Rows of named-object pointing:
··········

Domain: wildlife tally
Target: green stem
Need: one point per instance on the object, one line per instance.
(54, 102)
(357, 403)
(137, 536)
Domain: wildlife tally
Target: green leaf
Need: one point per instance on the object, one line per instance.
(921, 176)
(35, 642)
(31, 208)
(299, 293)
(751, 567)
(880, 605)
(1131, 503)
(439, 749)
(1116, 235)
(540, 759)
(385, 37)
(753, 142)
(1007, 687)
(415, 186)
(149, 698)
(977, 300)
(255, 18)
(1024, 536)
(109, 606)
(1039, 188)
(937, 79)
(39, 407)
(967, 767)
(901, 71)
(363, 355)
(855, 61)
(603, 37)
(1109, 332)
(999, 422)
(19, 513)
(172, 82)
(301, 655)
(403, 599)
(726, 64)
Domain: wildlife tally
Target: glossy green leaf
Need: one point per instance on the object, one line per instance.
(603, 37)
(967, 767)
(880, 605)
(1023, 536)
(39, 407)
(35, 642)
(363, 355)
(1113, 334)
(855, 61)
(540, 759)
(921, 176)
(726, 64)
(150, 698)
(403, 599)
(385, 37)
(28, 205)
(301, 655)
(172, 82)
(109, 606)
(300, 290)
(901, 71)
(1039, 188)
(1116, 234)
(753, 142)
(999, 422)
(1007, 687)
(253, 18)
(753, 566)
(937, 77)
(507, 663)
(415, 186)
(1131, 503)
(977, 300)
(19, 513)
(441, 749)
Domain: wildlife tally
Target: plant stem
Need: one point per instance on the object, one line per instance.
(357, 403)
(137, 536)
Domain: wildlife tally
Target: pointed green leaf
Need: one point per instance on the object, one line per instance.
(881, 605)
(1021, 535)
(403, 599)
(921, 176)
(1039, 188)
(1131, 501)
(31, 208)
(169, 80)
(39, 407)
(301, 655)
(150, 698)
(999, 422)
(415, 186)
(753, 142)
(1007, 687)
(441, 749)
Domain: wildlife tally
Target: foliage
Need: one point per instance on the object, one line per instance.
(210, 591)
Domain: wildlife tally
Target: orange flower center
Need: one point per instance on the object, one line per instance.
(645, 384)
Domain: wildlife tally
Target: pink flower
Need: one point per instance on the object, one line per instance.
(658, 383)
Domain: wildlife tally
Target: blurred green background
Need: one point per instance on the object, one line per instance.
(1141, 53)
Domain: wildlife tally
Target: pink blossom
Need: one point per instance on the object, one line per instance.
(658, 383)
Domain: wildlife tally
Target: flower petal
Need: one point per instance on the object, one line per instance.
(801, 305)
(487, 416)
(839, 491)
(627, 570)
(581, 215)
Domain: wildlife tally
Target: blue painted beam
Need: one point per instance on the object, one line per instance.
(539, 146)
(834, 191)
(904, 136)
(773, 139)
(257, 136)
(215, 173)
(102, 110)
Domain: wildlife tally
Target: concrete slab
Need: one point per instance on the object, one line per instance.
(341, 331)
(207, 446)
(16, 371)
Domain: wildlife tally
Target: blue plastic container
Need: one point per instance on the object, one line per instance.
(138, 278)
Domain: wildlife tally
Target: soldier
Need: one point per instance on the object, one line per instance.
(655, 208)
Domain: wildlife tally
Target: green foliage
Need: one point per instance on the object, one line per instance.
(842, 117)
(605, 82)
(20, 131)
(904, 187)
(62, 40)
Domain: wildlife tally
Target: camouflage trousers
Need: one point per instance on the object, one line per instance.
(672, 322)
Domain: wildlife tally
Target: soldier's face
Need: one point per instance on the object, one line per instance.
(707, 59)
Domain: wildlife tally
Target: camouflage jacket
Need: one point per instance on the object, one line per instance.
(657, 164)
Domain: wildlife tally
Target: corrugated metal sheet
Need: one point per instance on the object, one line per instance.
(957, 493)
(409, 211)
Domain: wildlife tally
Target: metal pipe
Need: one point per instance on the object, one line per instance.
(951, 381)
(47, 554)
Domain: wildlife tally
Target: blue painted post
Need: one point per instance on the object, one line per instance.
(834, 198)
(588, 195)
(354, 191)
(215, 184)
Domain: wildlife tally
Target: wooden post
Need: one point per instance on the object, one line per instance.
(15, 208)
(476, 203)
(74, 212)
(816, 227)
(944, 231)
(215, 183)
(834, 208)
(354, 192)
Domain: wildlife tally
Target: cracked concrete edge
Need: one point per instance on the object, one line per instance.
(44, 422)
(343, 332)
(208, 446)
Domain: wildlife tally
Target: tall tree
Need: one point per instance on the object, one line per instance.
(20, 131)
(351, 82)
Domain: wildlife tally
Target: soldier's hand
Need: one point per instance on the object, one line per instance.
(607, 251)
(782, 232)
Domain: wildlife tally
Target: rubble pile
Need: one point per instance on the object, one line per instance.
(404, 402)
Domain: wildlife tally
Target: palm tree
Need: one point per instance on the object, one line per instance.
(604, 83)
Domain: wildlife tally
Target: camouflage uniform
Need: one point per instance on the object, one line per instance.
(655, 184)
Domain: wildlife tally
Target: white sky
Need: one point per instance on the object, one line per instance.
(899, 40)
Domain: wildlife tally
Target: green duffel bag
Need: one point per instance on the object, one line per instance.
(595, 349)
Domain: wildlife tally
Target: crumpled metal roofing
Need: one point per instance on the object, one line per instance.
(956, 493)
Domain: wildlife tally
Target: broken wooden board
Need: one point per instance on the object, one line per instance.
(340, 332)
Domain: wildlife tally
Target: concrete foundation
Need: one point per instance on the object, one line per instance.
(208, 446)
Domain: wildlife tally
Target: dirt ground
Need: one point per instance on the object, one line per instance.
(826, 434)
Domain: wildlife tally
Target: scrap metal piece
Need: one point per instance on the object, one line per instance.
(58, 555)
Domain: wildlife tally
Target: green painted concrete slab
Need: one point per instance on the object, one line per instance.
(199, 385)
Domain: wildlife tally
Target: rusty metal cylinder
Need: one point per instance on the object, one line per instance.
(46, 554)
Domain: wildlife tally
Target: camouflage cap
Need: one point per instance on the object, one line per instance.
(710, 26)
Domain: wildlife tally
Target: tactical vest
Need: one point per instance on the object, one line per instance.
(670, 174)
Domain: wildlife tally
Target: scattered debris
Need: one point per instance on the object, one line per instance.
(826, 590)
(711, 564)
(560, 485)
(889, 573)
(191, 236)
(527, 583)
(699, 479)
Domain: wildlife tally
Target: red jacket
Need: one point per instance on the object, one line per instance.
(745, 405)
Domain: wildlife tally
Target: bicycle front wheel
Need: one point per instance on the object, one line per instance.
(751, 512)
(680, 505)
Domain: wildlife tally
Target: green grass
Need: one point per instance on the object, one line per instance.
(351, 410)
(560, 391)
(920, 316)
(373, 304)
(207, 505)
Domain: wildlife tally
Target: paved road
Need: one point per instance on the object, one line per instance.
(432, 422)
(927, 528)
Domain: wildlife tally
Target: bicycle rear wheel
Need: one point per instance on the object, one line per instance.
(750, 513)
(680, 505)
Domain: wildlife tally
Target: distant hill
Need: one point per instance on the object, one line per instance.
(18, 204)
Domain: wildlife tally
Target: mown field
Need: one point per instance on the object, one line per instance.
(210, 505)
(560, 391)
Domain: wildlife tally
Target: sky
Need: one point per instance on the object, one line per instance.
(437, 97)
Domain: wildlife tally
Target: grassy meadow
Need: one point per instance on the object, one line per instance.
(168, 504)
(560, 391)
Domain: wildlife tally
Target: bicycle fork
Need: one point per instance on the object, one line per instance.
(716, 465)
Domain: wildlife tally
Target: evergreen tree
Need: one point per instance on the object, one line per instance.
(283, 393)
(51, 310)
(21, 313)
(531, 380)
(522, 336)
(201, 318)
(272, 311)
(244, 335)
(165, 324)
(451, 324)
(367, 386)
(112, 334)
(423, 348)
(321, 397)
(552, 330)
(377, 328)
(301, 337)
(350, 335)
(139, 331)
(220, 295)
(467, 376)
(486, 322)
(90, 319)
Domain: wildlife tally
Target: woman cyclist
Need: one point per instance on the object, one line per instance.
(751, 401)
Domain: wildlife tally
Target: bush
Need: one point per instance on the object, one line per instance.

··········

• [Work required] Pull out every line of the rows above that contains the string "camouflage", treating uppercase and lowercase as distinct.

• [Exercise output]
Target: camouflage trousers
Target: camouflage jacket
Target: camouflage uniform
Target: camouflage cap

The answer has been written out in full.